# SUPPLIED TEXT:
════════════════════

Question: What Should I Tell My Kids About Santa?
Question: What should I tell my kids about Santa?
I got this question as part of our Midrash in the Moment sermon this weekend. It got pulled a couple of times and I enjoyed answering it so much I volunteered it in the other services.
Here’s basically how I responded. Incidentally, my son Gabriel had been supremely pissed at me that Santa won’t be making an appearance at church this X’mas Eve. I told him this ‘true’ story of St Nick as a panacea and he’s concluded this St Nick is ‘way more totally awesome’ than the fake Santa at the mall. It’s even led to interrogatories on whether St Nick could beat up Bruce Wayne (yes…Jesus love trumps dark, tortured vengeance…my words not his).
Now….my answer.
You could tell your kids the vanilla, cliched story about a bearded fat man with an alcoholic’s complexion who lives in solitary confinement with a bunch of unpaid little people and who, once a year, sneaks into your house when your vulnerable and sleeping and if you’re good-but only if you’re good- he’ll leave you a present. And if you’re naughty he’ll leave you a lump of garbage (because that’s a Christian understanding of grace…not).
You could tell your kids that story, which actually isn’t even a story. There’s no plot- no beginning, middle or end.
Or, you could tell your kids about St Nicholas, the 4th century bishop of Turkey.
St Nicholas attended the Council of Nicea in 325 from which we get the Nicene Creed. Constantine, the first Christian Emperor of Rome, convened the council of bishops to debate the teaching of a priest named Arius.
Arius taught that God hadn’t fully or perfectly revealed himself in Jesus, which meant Arius also didn’t believe in the Trinity.

════════════════════

# Records taken from a collection:

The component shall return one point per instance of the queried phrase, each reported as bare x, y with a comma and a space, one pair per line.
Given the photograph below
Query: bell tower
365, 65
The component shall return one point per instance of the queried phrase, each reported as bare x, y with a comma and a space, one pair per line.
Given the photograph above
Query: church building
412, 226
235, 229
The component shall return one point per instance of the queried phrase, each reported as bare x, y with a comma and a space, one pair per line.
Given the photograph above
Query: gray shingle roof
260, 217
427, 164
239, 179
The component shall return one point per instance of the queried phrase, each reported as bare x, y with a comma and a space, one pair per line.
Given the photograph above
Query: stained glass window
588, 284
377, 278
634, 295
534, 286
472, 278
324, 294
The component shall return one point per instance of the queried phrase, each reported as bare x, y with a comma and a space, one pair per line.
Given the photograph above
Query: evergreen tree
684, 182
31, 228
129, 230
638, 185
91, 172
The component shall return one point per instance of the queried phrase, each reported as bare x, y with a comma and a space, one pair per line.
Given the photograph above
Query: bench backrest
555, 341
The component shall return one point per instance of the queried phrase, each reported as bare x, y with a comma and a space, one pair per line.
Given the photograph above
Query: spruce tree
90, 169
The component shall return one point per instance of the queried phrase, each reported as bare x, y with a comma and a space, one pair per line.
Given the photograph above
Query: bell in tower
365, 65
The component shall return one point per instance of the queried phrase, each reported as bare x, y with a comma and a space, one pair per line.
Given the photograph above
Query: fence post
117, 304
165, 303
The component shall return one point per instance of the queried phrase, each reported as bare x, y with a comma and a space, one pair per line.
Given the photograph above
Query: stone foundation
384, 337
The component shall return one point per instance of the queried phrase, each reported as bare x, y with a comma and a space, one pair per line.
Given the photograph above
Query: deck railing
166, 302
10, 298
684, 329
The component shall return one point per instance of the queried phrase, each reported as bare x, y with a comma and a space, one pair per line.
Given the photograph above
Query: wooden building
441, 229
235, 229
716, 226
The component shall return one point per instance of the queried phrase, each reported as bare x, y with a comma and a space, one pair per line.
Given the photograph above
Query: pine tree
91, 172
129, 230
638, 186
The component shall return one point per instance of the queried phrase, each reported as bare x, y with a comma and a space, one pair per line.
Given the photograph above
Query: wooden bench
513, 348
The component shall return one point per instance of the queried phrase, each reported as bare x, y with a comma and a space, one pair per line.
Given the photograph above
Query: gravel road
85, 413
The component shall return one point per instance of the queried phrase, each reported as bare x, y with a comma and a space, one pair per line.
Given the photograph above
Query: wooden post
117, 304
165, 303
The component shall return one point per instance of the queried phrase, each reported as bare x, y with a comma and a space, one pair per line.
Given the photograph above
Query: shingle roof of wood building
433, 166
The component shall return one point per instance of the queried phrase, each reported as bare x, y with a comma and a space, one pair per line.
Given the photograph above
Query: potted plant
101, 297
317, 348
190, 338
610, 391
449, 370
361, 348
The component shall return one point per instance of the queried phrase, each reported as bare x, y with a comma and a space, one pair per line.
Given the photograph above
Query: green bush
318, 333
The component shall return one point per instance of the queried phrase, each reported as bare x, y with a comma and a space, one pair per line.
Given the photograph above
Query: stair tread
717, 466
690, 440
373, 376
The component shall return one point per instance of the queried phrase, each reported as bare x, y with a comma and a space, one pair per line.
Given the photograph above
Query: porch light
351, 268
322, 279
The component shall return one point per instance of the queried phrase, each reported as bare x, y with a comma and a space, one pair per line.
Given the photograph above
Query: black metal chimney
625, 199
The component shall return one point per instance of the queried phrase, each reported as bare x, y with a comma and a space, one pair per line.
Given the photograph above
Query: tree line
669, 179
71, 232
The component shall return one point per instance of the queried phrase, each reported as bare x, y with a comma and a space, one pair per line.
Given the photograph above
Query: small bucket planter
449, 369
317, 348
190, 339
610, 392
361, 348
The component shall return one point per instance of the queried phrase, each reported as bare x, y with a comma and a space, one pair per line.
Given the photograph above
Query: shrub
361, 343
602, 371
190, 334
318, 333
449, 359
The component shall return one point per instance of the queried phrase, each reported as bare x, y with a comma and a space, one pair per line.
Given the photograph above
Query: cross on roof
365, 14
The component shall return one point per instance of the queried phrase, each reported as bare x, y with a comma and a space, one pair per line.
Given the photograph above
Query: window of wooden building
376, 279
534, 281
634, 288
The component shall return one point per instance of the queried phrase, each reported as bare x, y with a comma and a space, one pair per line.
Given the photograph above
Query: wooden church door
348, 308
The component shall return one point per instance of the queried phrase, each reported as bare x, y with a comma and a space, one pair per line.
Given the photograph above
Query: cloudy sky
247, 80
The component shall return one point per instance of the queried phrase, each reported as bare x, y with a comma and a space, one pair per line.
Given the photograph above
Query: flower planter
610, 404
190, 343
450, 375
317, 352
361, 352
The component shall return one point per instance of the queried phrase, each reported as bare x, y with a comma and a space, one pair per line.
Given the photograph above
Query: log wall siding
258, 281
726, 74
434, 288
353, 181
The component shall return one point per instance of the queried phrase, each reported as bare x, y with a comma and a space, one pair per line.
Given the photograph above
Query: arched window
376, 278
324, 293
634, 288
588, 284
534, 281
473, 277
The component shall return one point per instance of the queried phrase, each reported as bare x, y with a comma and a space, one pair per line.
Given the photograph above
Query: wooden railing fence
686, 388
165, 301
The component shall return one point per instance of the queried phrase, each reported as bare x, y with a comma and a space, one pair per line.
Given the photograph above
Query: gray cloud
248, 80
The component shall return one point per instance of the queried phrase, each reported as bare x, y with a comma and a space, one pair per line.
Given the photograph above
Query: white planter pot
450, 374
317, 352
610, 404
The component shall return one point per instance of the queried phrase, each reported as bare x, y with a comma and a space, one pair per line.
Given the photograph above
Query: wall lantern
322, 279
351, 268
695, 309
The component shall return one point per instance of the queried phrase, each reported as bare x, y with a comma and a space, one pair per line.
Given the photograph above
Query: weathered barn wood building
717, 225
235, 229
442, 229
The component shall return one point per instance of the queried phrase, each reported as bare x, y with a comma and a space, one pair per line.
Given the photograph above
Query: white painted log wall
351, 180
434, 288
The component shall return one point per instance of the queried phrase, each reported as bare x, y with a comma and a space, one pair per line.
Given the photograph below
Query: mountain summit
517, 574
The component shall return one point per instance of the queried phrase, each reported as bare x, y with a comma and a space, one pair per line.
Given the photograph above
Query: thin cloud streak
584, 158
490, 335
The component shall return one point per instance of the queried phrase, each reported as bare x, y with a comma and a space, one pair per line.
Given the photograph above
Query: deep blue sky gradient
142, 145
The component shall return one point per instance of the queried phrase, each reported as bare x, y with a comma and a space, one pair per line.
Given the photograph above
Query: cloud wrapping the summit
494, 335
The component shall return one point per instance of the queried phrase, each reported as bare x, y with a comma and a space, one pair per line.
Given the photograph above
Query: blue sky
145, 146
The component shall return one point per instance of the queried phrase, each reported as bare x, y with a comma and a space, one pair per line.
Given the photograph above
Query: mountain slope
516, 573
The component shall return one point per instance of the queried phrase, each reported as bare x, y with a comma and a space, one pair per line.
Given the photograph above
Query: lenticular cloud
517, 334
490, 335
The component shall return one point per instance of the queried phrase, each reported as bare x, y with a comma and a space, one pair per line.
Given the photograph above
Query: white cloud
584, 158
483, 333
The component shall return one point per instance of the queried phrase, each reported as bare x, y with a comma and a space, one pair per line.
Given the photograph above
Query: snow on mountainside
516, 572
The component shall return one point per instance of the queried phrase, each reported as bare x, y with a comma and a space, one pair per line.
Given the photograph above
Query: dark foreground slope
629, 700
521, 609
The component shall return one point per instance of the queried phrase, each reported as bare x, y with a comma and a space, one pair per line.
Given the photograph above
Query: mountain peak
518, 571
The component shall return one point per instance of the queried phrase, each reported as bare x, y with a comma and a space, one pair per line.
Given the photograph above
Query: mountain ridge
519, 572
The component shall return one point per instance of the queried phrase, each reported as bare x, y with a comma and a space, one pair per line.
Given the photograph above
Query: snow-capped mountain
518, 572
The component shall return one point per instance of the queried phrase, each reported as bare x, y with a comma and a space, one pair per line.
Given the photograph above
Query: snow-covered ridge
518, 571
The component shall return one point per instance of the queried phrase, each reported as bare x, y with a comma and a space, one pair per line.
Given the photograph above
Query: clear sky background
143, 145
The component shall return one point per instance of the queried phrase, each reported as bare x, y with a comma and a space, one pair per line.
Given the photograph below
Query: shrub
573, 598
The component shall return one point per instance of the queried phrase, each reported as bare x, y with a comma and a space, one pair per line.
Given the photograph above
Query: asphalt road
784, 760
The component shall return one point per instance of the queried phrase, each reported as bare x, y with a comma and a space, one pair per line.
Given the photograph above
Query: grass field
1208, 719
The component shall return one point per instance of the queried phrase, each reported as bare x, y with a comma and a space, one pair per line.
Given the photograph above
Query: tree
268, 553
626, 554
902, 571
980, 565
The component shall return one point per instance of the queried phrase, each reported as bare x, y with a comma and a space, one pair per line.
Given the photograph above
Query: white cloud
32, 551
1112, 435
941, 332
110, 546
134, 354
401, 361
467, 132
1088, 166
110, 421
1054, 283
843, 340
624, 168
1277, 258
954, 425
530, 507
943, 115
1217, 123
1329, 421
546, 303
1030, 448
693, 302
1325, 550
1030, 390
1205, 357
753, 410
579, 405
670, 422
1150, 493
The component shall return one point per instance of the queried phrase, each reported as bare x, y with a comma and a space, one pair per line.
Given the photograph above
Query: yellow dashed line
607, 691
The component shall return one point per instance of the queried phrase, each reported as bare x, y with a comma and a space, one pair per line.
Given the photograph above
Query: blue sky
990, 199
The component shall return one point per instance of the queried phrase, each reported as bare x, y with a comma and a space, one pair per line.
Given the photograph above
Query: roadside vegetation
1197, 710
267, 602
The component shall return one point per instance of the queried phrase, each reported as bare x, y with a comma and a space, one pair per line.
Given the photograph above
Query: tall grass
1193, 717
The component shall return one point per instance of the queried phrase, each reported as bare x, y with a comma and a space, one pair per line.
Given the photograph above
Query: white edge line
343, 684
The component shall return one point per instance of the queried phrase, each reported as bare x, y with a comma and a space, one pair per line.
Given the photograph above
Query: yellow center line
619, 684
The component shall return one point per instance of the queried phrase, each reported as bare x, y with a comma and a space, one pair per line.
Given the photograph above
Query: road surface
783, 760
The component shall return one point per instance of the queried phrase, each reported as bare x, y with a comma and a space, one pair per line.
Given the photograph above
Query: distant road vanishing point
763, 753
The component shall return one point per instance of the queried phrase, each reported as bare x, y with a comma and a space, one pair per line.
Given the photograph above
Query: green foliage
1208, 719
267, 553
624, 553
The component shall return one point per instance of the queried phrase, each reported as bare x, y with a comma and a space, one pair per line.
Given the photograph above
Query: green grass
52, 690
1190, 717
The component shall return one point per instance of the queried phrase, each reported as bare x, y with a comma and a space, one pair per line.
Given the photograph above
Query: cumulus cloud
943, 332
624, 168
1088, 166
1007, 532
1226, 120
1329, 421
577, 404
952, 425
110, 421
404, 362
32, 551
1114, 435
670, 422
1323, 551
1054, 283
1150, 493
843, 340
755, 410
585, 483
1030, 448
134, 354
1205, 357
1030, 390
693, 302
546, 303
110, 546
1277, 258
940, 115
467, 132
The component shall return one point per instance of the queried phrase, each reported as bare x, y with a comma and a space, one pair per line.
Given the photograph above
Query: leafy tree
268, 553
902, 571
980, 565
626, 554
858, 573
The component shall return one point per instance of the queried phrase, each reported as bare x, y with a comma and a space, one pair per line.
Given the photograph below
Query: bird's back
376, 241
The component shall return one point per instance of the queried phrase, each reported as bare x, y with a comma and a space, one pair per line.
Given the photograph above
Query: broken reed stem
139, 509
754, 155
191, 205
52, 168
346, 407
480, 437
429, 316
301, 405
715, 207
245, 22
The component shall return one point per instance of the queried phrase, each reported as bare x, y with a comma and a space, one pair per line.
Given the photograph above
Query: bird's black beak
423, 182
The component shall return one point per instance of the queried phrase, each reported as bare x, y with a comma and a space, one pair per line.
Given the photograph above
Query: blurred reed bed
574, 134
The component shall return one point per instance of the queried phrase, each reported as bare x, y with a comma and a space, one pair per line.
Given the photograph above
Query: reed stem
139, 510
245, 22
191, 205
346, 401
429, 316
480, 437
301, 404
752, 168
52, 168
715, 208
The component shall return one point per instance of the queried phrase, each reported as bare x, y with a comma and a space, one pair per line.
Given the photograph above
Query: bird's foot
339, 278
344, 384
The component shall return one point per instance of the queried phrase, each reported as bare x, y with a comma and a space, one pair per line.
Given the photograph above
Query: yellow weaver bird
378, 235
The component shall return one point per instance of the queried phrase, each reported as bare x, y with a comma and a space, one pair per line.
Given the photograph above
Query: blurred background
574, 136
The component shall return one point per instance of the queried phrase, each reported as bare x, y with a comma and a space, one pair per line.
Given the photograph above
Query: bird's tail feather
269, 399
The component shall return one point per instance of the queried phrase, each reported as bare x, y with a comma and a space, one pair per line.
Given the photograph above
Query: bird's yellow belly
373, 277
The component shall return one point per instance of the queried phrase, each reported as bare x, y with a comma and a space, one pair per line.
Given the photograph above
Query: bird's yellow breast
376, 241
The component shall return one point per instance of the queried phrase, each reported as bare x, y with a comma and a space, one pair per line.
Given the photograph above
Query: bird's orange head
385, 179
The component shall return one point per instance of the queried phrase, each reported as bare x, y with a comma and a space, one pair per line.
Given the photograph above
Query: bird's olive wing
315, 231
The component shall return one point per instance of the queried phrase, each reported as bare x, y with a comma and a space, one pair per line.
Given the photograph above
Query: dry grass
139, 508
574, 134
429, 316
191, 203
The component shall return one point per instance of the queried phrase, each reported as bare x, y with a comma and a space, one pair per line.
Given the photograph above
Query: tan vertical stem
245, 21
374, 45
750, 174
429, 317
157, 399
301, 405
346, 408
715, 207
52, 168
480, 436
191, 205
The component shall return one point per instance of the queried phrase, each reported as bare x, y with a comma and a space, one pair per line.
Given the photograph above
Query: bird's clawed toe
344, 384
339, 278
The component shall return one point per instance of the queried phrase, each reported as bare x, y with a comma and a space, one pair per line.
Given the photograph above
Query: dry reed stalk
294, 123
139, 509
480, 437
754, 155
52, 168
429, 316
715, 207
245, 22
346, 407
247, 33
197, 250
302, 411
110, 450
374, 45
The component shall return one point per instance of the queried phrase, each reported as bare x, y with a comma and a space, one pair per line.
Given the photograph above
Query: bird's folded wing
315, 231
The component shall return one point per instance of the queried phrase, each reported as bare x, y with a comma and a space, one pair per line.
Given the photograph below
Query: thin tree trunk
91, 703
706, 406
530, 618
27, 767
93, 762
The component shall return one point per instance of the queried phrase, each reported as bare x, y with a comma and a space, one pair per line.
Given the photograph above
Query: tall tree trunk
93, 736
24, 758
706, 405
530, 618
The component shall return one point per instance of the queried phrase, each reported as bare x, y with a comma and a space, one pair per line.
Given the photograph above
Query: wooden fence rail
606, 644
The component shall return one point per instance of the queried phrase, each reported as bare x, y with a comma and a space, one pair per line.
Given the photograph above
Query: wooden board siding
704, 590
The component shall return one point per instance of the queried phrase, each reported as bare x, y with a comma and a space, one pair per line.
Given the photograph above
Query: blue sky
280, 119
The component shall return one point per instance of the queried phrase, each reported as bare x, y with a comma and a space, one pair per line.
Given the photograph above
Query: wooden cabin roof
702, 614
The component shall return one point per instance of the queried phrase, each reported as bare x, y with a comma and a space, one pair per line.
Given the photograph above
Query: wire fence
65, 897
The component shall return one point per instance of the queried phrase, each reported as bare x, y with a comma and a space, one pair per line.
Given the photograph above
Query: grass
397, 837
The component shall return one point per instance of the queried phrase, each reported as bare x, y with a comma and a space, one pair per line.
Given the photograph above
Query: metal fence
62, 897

════════════════════

Repeat the post about Santa from "Now….my answer." up to and including "understanding of grace…not).", and swap "vanilla" for "familiar". This material is separate from the post about Santa.

# WORKED SOLUTION:
Now….my answer.
You could tell your kids the familiar, cliched story about a bearded fat man with an alcoholic’s complexion who lives in solitary confinement with a bunch of unpaid little people and who, once a year, sneaks into your house when your vulnerable and sleeping and if you’re good-but only if you’re good- he’ll leave you a present. And if you’re naughty he’ll leave you a lump of garbage (because that’s a Christian understanding of grace…not).